§ TASK GOAL: Your task is to repeat the entries underneath exactly, minus the pictures.

§ Point annotations for photos:

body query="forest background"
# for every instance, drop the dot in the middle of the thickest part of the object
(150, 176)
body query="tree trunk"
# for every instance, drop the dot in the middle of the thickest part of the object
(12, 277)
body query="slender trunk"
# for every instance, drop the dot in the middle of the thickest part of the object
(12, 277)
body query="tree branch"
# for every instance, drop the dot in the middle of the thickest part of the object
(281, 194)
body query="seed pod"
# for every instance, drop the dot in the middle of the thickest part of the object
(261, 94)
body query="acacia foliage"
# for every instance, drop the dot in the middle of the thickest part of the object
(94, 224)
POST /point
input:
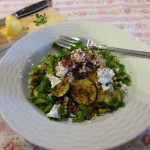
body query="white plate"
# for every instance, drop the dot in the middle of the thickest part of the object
(102, 133)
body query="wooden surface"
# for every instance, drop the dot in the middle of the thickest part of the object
(28, 25)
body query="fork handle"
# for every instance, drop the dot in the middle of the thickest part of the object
(126, 51)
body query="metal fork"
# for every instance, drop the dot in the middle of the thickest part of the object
(68, 42)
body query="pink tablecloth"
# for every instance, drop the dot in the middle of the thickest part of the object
(133, 16)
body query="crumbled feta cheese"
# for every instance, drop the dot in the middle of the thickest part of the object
(54, 80)
(60, 70)
(78, 55)
(107, 87)
(70, 77)
(105, 75)
(123, 87)
(54, 112)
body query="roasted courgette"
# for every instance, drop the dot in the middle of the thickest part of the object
(61, 89)
(84, 91)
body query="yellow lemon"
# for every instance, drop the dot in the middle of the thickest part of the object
(13, 26)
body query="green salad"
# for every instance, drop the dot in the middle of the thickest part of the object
(78, 84)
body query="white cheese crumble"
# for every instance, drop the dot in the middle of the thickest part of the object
(78, 55)
(54, 80)
(60, 70)
(108, 87)
(54, 112)
(105, 75)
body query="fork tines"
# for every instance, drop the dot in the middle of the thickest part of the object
(67, 41)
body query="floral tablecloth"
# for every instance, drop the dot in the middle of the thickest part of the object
(133, 16)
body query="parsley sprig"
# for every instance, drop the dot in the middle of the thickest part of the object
(40, 19)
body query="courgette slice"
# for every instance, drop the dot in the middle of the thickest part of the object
(107, 97)
(84, 91)
(61, 89)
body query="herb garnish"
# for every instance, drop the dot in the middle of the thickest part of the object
(40, 19)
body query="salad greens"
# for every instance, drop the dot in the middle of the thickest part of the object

§ FULL ANSWER:
body query="forest background"
# for every instance, drop the dot in the middle of the thickest part of the object
(150, 176)
body query="tree trunk"
# for every instance, drop the dot in the middle of the thickest part of the object
(12, 277)
body query="slender trunk"
# for every instance, drop the dot in the middle of the thickest part of the object
(12, 277)
body query="tree branch"
# for every instance, drop the dot in the middle of the thickest part of the object
(281, 194)
body query="seed pod"
# for every instance, drop the dot in the middle of the thickest part of the object
(261, 94)
body query="acacia foliage"
# for every instance, drop the dot in the middle of the thickest part of the object
(94, 224)
POST /point
input:
body query="white plate"
# for every instance, drop the dot in the middle of the thickest part of the object
(102, 133)
body query="wooden surface"
# for every instance, drop the dot in the middle of the thickest part of the object
(28, 25)
body query="fork handle"
# for every instance, drop the dot in the middle of the thickest part of the object
(126, 51)
body query="metal fork"
# for every instance, drop the dot in the middle of the thickest part of the object
(68, 42)
body query="pink tablecloth"
# for every instance, drop the dot in the middle of the thickest part of the object
(133, 16)
body query="crumbled feta cheese"
# for every instance, drop the dot in the middle of the thickest part of the object
(54, 80)
(60, 70)
(78, 55)
(107, 87)
(70, 77)
(105, 75)
(123, 87)
(54, 112)
body query="roasted courgette"
# for every instance, drop the dot in the middle of the thickest part of the object
(61, 89)
(84, 91)
body query="yellow lemon"
# for every instance, drop the dot in the middle of the thickest part of the object
(13, 26)
body query="green salad"
# for every instance, drop the dot in the middle of the thickest part of the object
(78, 84)
body query="white cheese crumble"
# for every instance, drop the dot in the middle of the thickest part of the object
(78, 55)
(54, 80)
(60, 70)
(108, 87)
(54, 112)
(105, 75)
body query="fork tines"
# for every instance, drop the dot in the middle of the thickest part of the object
(67, 41)
body query="floral tablecloth"
# for every instance, drop the dot in the middle of the thickest part of the object
(133, 16)
body query="parsley sprig"
# for every instance, drop the dot in the middle of the thickest part of the object
(40, 19)
body query="courgette slice"
# for every instance, drop the dot in the middle of the thickest part of the object
(107, 97)
(84, 91)
(61, 89)
body query="herb garnish"
# for every instance, drop the dot in the middle of the thickest part of the object
(40, 19)
body query="salad greens"
# for every instance, drop the dot in the middle of the thickest part of the object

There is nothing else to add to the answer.